GIVEN TASK: Copy the material word for word, from its first line through the line containing "POLYGON ((119 167, 75 145, 47 229, 119 167))".

MATERIAL FOR THIS EXERCISE:
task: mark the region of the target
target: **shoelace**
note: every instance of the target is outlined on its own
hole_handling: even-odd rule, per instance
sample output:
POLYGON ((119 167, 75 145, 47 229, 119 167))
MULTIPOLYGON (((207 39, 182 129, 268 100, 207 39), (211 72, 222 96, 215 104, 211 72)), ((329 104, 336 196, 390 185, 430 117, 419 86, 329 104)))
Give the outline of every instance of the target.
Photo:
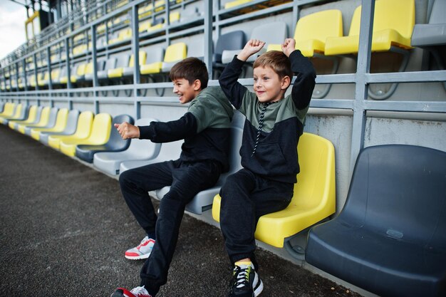
POLYGON ((235 271, 234 272, 234 276, 236 278, 234 280, 234 286, 236 288, 242 288, 249 283, 249 270, 250 266, 247 266, 246 268, 236 266, 235 271))
POLYGON ((256 150, 257 150, 257 145, 259 145, 259 140, 260 139, 260 133, 261 132, 261 127, 264 125, 264 118, 265 117, 265 111, 266 110, 266 108, 269 106, 271 103, 275 103, 275 102, 266 102, 263 103, 264 107, 261 109, 261 113, 260 113, 260 118, 259 119, 259 128, 257 129, 257 136, 256 137, 256 143, 254 145, 254 149, 252 150, 252 154, 251 154, 251 157, 254 156, 254 154, 256 153, 256 150))
MULTIPOLYGON (((141 241, 141 242, 140 243, 140 244, 139 244, 139 245, 136 247, 136 249, 138 249, 138 250, 139 250, 140 249, 141 249, 141 247, 142 247, 142 246, 145 246, 145 243, 146 243, 147 241, 149 241, 149 238, 148 238, 148 237, 147 237, 147 236, 146 236, 146 237, 144 237, 144 239, 141 241)), ((139 287, 138 287, 138 288, 139 288, 139 287)))
POLYGON ((142 287, 133 288, 130 292, 138 297, 152 297, 149 292, 147 291, 144 286, 142 287))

EXERCISE OUTPUT:
task: mark the region of the target
target: **shoelace**
note: every instance of the target is outlined on its own
hole_handling: even-odd rule, per instance
sample output:
POLYGON ((119 167, 75 145, 47 229, 119 167))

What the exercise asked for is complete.